# ASSIGNMENT
Please give the listing again in its entirety, exactly as written.

# DATA SUPPLIED
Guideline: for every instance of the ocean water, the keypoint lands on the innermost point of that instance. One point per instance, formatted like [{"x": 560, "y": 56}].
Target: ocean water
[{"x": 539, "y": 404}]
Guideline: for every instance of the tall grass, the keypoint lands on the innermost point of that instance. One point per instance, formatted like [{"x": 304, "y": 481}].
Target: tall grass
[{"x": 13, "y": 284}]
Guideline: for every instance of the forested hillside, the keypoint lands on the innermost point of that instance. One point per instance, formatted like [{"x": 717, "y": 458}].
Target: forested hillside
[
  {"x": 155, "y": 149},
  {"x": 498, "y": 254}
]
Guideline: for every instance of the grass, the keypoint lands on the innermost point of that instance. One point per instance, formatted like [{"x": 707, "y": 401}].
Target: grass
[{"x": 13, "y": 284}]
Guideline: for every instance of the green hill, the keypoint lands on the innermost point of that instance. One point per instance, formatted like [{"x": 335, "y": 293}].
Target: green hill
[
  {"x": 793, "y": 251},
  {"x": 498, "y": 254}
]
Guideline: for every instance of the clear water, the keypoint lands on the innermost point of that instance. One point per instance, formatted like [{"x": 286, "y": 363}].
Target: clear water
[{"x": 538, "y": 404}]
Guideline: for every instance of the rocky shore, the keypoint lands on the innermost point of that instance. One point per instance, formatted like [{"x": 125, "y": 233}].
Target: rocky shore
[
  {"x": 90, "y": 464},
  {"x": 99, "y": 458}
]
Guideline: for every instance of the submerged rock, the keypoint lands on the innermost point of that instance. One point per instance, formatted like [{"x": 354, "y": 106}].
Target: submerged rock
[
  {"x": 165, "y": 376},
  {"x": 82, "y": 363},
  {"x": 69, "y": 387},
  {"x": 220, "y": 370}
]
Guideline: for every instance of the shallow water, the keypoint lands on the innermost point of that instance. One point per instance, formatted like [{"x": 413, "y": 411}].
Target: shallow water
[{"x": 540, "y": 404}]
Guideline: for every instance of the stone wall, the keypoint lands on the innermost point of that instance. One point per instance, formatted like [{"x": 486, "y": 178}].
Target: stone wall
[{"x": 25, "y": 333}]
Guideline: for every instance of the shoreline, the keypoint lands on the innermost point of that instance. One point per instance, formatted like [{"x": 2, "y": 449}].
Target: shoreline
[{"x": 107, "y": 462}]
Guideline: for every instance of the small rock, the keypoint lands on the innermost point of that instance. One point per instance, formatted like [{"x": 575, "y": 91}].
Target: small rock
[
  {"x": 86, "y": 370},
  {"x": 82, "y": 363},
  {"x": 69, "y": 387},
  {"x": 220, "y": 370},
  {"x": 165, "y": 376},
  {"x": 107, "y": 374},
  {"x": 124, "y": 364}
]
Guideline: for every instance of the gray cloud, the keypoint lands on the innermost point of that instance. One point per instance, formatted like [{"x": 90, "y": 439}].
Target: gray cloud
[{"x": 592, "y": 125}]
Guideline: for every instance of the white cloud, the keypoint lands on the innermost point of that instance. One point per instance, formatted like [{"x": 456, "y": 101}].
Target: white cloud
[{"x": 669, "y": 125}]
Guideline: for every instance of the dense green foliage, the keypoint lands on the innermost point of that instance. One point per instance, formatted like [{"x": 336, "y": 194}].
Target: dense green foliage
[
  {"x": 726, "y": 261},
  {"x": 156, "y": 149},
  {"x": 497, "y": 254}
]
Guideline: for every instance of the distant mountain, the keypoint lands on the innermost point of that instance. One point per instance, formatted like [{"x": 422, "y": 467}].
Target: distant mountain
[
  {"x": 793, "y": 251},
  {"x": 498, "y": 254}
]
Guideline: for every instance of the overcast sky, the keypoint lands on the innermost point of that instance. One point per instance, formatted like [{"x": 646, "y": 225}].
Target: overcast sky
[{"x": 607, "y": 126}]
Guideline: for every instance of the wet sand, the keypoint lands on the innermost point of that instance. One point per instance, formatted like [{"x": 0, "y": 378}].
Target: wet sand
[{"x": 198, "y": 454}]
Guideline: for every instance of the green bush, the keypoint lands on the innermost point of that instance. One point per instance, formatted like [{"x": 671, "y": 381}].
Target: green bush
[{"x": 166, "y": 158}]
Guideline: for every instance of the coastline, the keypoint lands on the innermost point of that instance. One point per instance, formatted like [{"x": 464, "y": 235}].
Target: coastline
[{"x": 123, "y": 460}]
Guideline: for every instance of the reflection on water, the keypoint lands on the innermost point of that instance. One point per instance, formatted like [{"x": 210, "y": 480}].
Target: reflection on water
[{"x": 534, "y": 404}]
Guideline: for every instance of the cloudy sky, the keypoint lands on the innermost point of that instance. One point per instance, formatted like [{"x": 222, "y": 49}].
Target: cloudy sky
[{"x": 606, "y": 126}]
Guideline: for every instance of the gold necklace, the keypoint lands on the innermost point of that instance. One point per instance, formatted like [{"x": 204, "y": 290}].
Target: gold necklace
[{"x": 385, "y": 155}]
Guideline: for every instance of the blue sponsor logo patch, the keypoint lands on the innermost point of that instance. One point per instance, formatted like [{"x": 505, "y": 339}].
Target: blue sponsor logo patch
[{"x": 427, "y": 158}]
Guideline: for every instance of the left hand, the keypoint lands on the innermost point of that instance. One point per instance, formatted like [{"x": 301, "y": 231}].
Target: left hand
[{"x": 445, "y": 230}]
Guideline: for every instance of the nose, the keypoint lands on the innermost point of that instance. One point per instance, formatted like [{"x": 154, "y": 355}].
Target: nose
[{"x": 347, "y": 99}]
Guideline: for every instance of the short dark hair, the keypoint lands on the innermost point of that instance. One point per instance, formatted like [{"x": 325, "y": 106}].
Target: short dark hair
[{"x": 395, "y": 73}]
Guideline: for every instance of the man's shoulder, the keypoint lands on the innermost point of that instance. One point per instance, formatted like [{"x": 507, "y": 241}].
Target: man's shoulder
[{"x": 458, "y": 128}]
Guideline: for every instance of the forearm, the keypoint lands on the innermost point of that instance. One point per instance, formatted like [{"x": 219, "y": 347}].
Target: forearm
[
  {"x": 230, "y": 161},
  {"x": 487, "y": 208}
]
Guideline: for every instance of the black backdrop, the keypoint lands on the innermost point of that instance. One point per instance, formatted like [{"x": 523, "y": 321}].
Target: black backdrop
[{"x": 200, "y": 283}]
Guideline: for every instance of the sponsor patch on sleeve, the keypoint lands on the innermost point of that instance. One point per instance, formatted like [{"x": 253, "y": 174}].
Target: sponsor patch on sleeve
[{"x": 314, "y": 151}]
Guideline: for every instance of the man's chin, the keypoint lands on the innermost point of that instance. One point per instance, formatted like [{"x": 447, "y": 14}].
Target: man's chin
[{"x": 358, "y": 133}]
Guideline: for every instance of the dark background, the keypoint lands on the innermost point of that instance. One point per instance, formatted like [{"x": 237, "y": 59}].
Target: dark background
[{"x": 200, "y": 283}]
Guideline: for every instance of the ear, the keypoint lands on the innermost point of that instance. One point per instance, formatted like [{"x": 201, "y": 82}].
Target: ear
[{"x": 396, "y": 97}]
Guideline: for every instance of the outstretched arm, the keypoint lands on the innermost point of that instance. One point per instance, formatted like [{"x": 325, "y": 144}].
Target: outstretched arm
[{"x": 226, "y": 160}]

# SOLUTION FOR THIS PROBLEM
Guideline: for every instance of the ocean water, the keypoint lands on the innermost point of that instance. One point per instance, formatted like [{"x": 560, "y": 56}].
Target: ocean water
[{"x": 539, "y": 404}]
Guideline: for every instance of the tall grass, the keypoint lands on the innermost point of that instance. One point per instance, formatted like [{"x": 304, "y": 481}].
Target: tall grass
[{"x": 13, "y": 284}]
Guideline: for every instance of the forested hillside, the keypoint lands on the innermost point of that instance. One point per instance, formatted like [{"x": 717, "y": 458}].
Target: forested hillside
[
  {"x": 155, "y": 149},
  {"x": 498, "y": 254}
]
Guideline: for every instance of the grass, the keypoint lands on the innermost point of that instance. One point per instance, formatted like [{"x": 707, "y": 401}].
Target: grass
[{"x": 13, "y": 284}]
Guideline: for every instance of the green hill, the keypoint lands on the innermost point of that instance. One point per instance, formatted like [{"x": 335, "y": 293}].
Target: green hill
[
  {"x": 793, "y": 251},
  {"x": 498, "y": 254}
]
Guideline: for every instance of the clear water, the keypoint lands on the innermost point of that instance. One point per instance, formatted like [{"x": 286, "y": 363}].
Target: clear water
[{"x": 538, "y": 404}]
Guideline: for every instance of the rocky shore, the keypoint lands on the innermost point of that instance. One point per instance, formatted like [{"x": 125, "y": 233}].
Target: rocky shore
[
  {"x": 90, "y": 464},
  {"x": 99, "y": 458}
]
Guideline: for every instance of the submerged rock, the keypoint lands on the innermost point of that instance. One point per instance, formatted like [{"x": 354, "y": 106}].
Target: submerged rock
[
  {"x": 165, "y": 376},
  {"x": 82, "y": 363},
  {"x": 69, "y": 387},
  {"x": 220, "y": 370}
]
Guideline: for every instance of the shallow water, the keypoint lands on the innermost point of that instance. One point per instance, formatted like [{"x": 413, "y": 411}].
Target: shallow water
[{"x": 540, "y": 404}]
Guideline: for every instance of the stone wall, the keypoint lands on the innermost point of that instance. One point per instance, formatted like [{"x": 486, "y": 178}].
Target: stone wall
[{"x": 25, "y": 333}]
Guideline: for every instance of the shoreline, the keypoint lands on the innermost point of that instance. One point per instance, formatted like [{"x": 2, "y": 449}].
Target: shoreline
[{"x": 107, "y": 462}]
Guideline: for every instance of the small rock, the keypoint lands on the innermost point of that instance. One point per instance, formatted like [{"x": 575, "y": 91}].
Target: small rock
[
  {"x": 86, "y": 370},
  {"x": 82, "y": 363},
  {"x": 69, "y": 387},
  {"x": 220, "y": 370},
  {"x": 165, "y": 376},
  {"x": 107, "y": 374},
  {"x": 124, "y": 364}
]
Guideline: for every instance of the gray cloud, the keypoint lands on the innermost point of that instance. One point per instance, formatted like [{"x": 90, "y": 439}].
Target: gray cloud
[{"x": 592, "y": 125}]
Guideline: for every instance of the white cloud, the keypoint lands on the innermost point of that instance. One point per instance, formatted like [{"x": 456, "y": 101}].
Target: white cloud
[{"x": 669, "y": 125}]
Guideline: for every instance of the dense green foliage, the keypoint lands on the innermost point of that instance. One point per instance, formatted like [{"x": 336, "y": 194}].
Target: dense green foliage
[
  {"x": 726, "y": 261},
  {"x": 156, "y": 149},
  {"x": 497, "y": 254}
]
Guideline: for every instance of the distant mountain, the keypoint lands on the innermost point of that instance. One point per instance, formatted like [{"x": 422, "y": 467}].
Target: distant mountain
[
  {"x": 793, "y": 251},
  {"x": 498, "y": 254}
]
Guideline: for every instance of the overcast sky, the keypoint lands on the innermost point of that instance. One point per instance, formatted like [{"x": 646, "y": 225}].
Target: overcast sky
[{"x": 607, "y": 126}]
Guideline: for every instance of the wet sand, the keypoint lands on the innermost point of that instance. One point per instance, formatted like [{"x": 0, "y": 378}].
Target: wet sand
[{"x": 198, "y": 454}]
Guideline: for every instance of the green bush, the keypoint lands on the innermost point of that instance. One point per instance, formatted like [{"x": 671, "y": 381}].
Target: green bush
[{"x": 166, "y": 158}]
Guideline: for every instance of the coastline, the keypoint lands on the innermost point of that instance. One point per instance, formatted like [{"x": 464, "y": 235}].
Target: coastline
[{"x": 123, "y": 460}]
Guideline: for every instance of the reflection on water, the keypoint lands on the innermost point of that instance. One point per instance, formatted like [{"x": 210, "y": 480}].
Target: reflection on water
[{"x": 534, "y": 404}]
Guideline: for every instance of the cloudy sky, the keypoint lands on the innermost point of that instance. One point per instance, formatted like [{"x": 222, "y": 49}].
Target: cloudy sky
[{"x": 606, "y": 126}]
Guideline: for every instance of the gold necklace, the keypoint lands on the innermost point of that instance. One point per instance, formatted like [{"x": 204, "y": 290}].
Target: gold necklace
[{"x": 385, "y": 155}]
Guideline: for every instance of the blue sponsor logo patch, the keypoint lands on the innermost point of that instance. One point per instance, formatted like [{"x": 505, "y": 339}].
Target: blue sponsor logo patch
[{"x": 427, "y": 158}]
Guideline: for every instance of the left hand, the keypoint lands on the innermost point of that instance. One point per instance, formatted like [{"x": 301, "y": 231}].
Target: left hand
[{"x": 445, "y": 230}]
Guideline: for every instance of the nose, the keypoint lands on the innermost point of that instance. One point per instance, formatted like [{"x": 154, "y": 355}].
Target: nose
[{"x": 347, "y": 99}]
Guideline: for every instance of the short dark hair, the keypoint lands on the innermost point of that instance. One point per instance, formatted like [{"x": 325, "y": 106}].
Target: short dark hair
[{"x": 395, "y": 73}]
Guideline: for every instance of the man's shoulder, the keypoint lands on the innermost point of that instance. One point per instance, formatted like [{"x": 507, "y": 241}].
Target: man's shoulder
[{"x": 458, "y": 128}]
Guideline: for every instance of the forearm, the keypoint lands on the innermost point of that instance. One point per instance, formatted like [{"x": 219, "y": 347}].
Target: forearm
[
  {"x": 230, "y": 161},
  {"x": 487, "y": 208}
]
Guideline: for every instance of the black backdrop, the keypoint lands on the innermost point of that instance. One point per instance, formatted like [{"x": 523, "y": 321}].
Target: black backdrop
[{"x": 200, "y": 283}]
Guideline: for every instance of the sponsor patch on sleeve, the keypoint lands on the innermost point of that instance. One point per instance, formatted like [{"x": 253, "y": 174}].
Target: sponsor patch on sleeve
[{"x": 314, "y": 151}]
Guideline: for every instance of the man's chin, the keypoint lands on the innermost point of that instance. One point per instance, formatted like [{"x": 447, "y": 14}].
Target: man's chin
[{"x": 358, "y": 133}]
Guideline: for every instance of the dark background, the keypoint lands on the innermost point of that instance. One point per instance, formatted like [{"x": 237, "y": 59}].
Target: dark background
[{"x": 200, "y": 283}]
Guideline: for every instance of the ear, the keypoint lands on the innermost point of that instance. One point per instance, formatted like [{"x": 201, "y": 82}].
Target: ear
[{"x": 396, "y": 97}]
Guideline: for every instance of the outstretched arm, the keypoint lands on the innermost point of that instance. One point per instance, formatted like [{"x": 325, "y": 144}].
Target: outstretched arm
[{"x": 226, "y": 160}]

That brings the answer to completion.